DOCUMENT SECTION:
§ §

Postby brekin » Thu Jul 30, 2015 5:59 pm

Been thinking on the Trump phenomenon and two things I think account for his popularity.

First, he is so completely unapologetic in a very apologetic culture. Especially in the political realm now there is a whole ritual of not wanting to offend and fucking up and "got to go to rehab now" to get reprogrammed. Repubs definitely have always catered to original sin with everything except power and have done a good job of making their base not feel guilty about inequities in wealth, education, jobs, etc. Trump goes one step farther and removes the original sin from the traditional conservative behaviors in having to play politician and not expressing what one really thinks except when the mic is off. Trump's wealth has bought him some freedom to speak his mind and that plays well with a whole nation that basically sounds like Trump with their on line personas but in the real world have to play the politician game. Trump is basically a god level internet troll incarnated and by proxy the country of minor trolls secretly pledge their allegiance to their demon king.

§ §

EXERCISE TASKS:
[A] In the forum post about Trump, what areas of inequity does the writer say Republicans have kept their base from feeling guilty about? List every one named.
[B] Pull out every line in the rows that contains the string "frame".

RECORDS TO USE:
§ §

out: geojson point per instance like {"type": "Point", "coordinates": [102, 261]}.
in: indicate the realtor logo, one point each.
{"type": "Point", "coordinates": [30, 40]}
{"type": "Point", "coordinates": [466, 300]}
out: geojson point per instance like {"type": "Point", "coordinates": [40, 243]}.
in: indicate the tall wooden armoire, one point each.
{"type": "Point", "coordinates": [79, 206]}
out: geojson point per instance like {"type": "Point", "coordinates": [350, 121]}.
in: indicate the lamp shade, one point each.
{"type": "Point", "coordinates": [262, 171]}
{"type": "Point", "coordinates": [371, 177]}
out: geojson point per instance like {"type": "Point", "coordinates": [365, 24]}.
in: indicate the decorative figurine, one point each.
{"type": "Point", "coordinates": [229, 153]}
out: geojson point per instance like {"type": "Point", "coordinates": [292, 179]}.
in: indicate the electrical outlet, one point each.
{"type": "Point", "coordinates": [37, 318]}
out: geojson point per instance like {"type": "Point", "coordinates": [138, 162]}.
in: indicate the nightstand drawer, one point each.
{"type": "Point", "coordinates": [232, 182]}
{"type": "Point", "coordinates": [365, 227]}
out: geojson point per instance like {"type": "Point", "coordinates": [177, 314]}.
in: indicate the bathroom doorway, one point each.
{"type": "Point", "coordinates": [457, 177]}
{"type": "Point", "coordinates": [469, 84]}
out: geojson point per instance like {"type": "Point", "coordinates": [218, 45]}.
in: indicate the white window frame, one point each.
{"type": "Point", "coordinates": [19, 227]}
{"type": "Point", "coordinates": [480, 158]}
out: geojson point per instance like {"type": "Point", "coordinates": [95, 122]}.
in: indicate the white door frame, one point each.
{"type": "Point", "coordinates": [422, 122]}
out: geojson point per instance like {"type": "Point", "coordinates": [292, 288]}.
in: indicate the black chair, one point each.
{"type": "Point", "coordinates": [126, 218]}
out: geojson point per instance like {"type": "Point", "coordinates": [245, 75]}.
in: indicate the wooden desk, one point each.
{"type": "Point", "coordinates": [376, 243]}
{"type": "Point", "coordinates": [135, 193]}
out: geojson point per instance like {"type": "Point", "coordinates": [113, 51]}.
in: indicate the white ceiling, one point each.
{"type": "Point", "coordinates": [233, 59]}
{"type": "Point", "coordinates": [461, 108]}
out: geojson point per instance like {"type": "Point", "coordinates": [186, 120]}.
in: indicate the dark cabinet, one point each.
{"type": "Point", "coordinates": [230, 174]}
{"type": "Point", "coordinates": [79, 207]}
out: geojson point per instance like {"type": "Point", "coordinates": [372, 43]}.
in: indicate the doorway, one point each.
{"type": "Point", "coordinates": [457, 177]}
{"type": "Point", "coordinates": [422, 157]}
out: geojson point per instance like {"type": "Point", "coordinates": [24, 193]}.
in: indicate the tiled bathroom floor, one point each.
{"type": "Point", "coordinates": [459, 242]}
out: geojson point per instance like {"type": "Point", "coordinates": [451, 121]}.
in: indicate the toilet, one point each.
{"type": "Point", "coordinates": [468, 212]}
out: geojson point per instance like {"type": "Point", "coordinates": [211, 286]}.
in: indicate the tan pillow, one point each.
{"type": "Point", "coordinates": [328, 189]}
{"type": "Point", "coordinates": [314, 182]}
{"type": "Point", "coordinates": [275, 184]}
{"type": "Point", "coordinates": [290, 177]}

§ §

WRITTEN RESPONSES:
[A] wealth, education, jobs

[B]
in: indicate the white window frame, one point each.
in: indicate the white door frame, one point each.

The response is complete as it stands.